Exercise requirements:
Nothing in the records may be altered. Repeat them in full.

Given records:
________

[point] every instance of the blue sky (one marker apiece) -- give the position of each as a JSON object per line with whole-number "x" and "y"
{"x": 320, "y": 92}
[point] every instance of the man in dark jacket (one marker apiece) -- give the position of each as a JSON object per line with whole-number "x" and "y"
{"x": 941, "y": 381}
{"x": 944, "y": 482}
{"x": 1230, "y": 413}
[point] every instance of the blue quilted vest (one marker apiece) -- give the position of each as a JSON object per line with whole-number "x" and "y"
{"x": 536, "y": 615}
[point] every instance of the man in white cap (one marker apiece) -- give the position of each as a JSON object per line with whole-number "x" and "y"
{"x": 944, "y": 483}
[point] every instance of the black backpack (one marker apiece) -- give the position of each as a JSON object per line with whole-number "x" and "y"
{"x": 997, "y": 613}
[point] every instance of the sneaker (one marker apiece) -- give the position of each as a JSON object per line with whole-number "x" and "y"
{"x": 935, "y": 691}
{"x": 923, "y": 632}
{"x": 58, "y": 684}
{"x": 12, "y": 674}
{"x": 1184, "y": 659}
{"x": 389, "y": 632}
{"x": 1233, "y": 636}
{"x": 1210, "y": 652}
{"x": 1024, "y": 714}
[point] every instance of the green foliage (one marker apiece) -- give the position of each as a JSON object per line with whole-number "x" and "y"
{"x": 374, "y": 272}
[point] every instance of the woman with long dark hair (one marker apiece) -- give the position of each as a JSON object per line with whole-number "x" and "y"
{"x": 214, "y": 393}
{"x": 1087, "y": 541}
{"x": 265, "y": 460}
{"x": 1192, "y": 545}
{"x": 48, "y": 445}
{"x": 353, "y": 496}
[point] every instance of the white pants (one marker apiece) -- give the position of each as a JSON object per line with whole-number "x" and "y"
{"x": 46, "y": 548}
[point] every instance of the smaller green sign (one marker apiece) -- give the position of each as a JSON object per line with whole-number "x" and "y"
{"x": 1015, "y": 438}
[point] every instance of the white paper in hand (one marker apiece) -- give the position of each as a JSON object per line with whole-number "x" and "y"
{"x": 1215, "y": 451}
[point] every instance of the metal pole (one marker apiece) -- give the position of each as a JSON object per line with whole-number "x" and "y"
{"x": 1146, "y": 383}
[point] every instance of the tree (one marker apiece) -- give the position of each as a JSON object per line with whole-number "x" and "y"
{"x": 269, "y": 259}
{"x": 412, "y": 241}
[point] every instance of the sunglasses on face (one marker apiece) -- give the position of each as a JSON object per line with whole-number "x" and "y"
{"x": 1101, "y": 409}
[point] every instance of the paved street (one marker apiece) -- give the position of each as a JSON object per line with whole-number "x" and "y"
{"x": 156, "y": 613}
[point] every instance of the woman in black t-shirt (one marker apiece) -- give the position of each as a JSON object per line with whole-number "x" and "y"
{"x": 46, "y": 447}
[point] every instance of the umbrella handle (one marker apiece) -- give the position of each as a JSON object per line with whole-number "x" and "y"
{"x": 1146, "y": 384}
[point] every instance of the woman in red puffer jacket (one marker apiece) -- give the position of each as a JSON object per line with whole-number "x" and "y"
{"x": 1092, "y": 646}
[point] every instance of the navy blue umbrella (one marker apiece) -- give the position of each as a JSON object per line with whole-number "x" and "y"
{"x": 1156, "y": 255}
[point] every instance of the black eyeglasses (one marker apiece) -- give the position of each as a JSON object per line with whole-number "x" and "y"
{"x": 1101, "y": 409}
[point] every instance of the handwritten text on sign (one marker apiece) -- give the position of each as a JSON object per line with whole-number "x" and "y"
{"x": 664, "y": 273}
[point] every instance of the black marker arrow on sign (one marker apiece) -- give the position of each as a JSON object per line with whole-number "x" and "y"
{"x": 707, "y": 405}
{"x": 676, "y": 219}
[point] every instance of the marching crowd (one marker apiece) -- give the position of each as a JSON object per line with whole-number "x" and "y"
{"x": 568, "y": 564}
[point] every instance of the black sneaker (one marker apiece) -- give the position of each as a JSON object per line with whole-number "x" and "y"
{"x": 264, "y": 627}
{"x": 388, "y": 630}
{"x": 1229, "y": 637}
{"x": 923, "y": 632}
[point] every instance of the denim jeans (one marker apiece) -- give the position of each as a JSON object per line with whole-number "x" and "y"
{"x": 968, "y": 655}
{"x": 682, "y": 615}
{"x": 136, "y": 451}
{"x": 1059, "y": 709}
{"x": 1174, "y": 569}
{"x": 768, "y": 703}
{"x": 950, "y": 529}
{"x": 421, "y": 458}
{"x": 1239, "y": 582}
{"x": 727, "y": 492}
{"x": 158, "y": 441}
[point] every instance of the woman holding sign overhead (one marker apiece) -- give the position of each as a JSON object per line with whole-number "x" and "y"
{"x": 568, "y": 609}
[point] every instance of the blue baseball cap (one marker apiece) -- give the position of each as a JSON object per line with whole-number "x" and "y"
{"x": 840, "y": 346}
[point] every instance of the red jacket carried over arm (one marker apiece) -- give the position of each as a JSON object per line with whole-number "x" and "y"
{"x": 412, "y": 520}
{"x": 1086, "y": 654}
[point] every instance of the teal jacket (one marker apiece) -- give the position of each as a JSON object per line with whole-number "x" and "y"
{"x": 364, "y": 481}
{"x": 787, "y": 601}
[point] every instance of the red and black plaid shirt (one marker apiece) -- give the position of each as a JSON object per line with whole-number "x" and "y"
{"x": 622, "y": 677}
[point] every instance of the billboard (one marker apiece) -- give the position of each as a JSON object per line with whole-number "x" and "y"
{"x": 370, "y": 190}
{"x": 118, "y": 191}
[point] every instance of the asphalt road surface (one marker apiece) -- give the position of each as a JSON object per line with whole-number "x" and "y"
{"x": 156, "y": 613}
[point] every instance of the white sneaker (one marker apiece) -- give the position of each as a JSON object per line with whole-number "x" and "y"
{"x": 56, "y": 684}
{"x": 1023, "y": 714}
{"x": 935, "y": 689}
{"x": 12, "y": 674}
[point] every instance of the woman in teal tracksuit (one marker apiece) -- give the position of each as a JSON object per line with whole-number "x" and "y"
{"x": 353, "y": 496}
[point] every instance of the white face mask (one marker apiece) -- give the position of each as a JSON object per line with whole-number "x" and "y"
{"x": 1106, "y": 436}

________

Exercise response:
[point] every instance of the blue sky (one marker apiece) -- give the position of each as a JSON object per line with whole-number "x" and "y"
{"x": 320, "y": 92}
[point] every instance of the man in dark jacket (one marker apiece) -- give the position of each as a JSON object per line with whole-number "x" and "y"
{"x": 941, "y": 381}
{"x": 944, "y": 482}
{"x": 1230, "y": 413}
[point] every instance of the blue quilted vest (one marker apiece) -- give the position of each as a JSON object per line with whole-number "x" and "y"
{"x": 536, "y": 615}
[point] every instance of the man in white cap (one marker apiece) -- give the position of each as a JSON object per line with whole-number "x" and "y"
{"x": 944, "y": 483}
[point] every instance of the black backpack (one marker apiece) -- give the position of each as a JSON object per line with whole-number "x" and "y"
{"x": 997, "y": 613}
[point] every instance of the sneaker (one marker apiece) -- give the position of each as a JSON object per line with whole-number "x" and "y"
{"x": 935, "y": 691}
{"x": 923, "y": 632}
{"x": 58, "y": 684}
{"x": 12, "y": 674}
{"x": 1184, "y": 659}
{"x": 389, "y": 632}
{"x": 1233, "y": 636}
{"x": 1210, "y": 652}
{"x": 1024, "y": 714}
[point] every instance of the green foliage (one marker apiece) -- give the position of each as a JSON object per line with whole-number "x" and "y"
{"x": 374, "y": 272}
[point] every instance of the woman with long dark hair (one marker apiece) -- give the position of each as a JSON object per line with whole-number "x" and "y"
{"x": 214, "y": 393}
{"x": 1087, "y": 541}
{"x": 265, "y": 460}
{"x": 1192, "y": 545}
{"x": 48, "y": 445}
{"x": 353, "y": 496}
[point] every instance of the white pants (one marker apiece) -- give the position of each as a JSON object per line with whole-number "x" and "y"
{"x": 46, "y": 548}
[point] every instance of the smaller green sign (one marker apiece) -- give the position of each as a JSON object per line with whole-number "x" and "y"
{"x": 1015, "y": 438}
[point] every instance of the white paper in hand (one marker apiece) -- give the position of each as a JSON object per line with whole-number "x" and "y"
{"x": 1215, "y": 451}
[point] every instance of the metal pole (one marker apiece) -- give the position of each as a JSON object per line with whole-number "x" and "y"
{"x": 1146, "y": 383}
[point] every instance of the tree (one marker apiece) -- give the position of each as a JSON object per line with whole-number "x" and "y"
{"x": 269, "y": 259}
{"x": 412, "y": 241}
[point] every instance of the sunglasses on face (one marker apiece) -- give the position of each as a JSON object per line with whole-number "x" and "y"
{"x": 1101, "y": 409}
[point] every instance of the paved street (one marker apiece) -- give the position of each as a JSON object per line with whole-number "x" and "y"
{"x": 156, "y": 613}
[point] every instance of the woman in black t-shirt (one marker apiece) -- give the position of each as a JSON object per line with whole-number "x" and "y"
{"x": 46, "y": 447}
[point] every instance of the umbrella handle (one marker apiece) -- give the position of each as a JSON object per line with whole-number "x" and "y"
{"x": 1146, "y": 384}
[point] every instance of the woman in red puffer jacket (one marker apiece) -- give the position of each as a JSON object per line with whole-number "x" and "y"
{"x": 1092, "y": 646}
[point] every instance of the navy blue umbrella (one marker apiece) -- give the position of each as a JSON object per line with whole-number "x" and "y"
{"x": 1156, "y": 255}
[point] every instance of the black eyeglasses (one marker apiece) -- give the position of each as a JSON object per line with whole-number "x" and "y"
{"x": 1101, "y": 409}
[point] every instance of the handwritten text on sign (one marker apiece) -- give the position of each as a JSON object per line with whole-number "x" and "y"
{"x": 664, "y": 273}
[point] every instance of the black marker arrow on sign (one marker apiece) -- give the position of each as a JSON object per line with whole-number "x" and "y"
{"x": 707, "y": 405}
{"x": 676, "y": 219}
[point] every instance of the marching crowd (one marker apiece) -- give the position of each as a JSON object per line with whole-number "x" and "y"
{"x": 568, "y": 564}
[point] every instance of the black sneaker (one marker apiece) -- give the position of each as a JSON object per line with whole-number "x" and "y"
{"x": 264, "y": 627}
{"x": 388, "y": 630}
{"x": 1229, "y": 637}
{"x": 923, "y": 632}
[point] every instance of the denim jeans (one marker apiece) -- give the position of each as a JSON object per line with whole-number "x" and "y"
{"x": 968, "y": 655}
{"x": 682, "y": 615}
{"x": 136, "y": 451}
{"x": 1059, "y": 709}
{"x": 1174, "y": 569}
{"x": 768, "y": 703}
{"x": 950, "y": 529}
{"x": 421, "y": 458}
{"x": 1239, "y": 582}
{"x": 727, "y": 492}
{"x": 158, "y": 441}
[point] every instance of the woman holding sign overhead (one marker apiece) -- give the position of each as a JSON object per line with whole-number "x" and "y"
{"x": 568, "y": 609}
[point] every instance of the blue baseball cap (one marker apiece) -- give the position of each as a JSON object per line with whole-number "x" and "y"
{"x": 840, "y": 346}
[point] every instance of the red jacket carried over arm (one marker apiece) -- give the position of each as a JSON object per line with whole-number "x" and "y"
{"x": 412, "y": 520}
{"x": 1086, "y": 654}
[point] every instance of the teal jacket (one marker apiece) -- give the position of each as a JSON object per line with whole-number "x" and "y"
{"x": 364, "y": 481}
{"x": 787, "y": 601}
[point] every instance of the red and black plaid shirt (one marker apiece) -- give the position of each as a JSON object per line with whole-number "x" and "y"
{"x": 622, "y": 677}
[point] every instance of the billboard (one marker apiece) -- give the position of each as a JSON object per line with whole-number "x" and "y"
{"x": 370, "y": 190}
{"x": 118, "y": 191}
[point] every instance of the asphalt road surface (one marker apiece) -- give the position of each as a JSON object per line with whole-number "x" and "y"
{"x": 156, "y": 613}
[point] every instance of the white sneaker (one marker apiece) -- give the position of each as a JSON object per line with whole-number "x" and "y"
{"x": 56, "y": 684}
{"x": 1023, "y": 714}
{"x": 935, "y": 689}
{"x": 12, "y": 674}
[point] every instance of the woman in teal tracksuit (one marker apiece) -- give the position of each as a JSON object per line with whole-number "x" and "y"
{"x": 353, "y": 496}
[point] every instance of the white face mask (one marker apiece) -- give the position of each as a JSON object per line with whole-number "x" and "y"
{"x": 1106, "y": 436}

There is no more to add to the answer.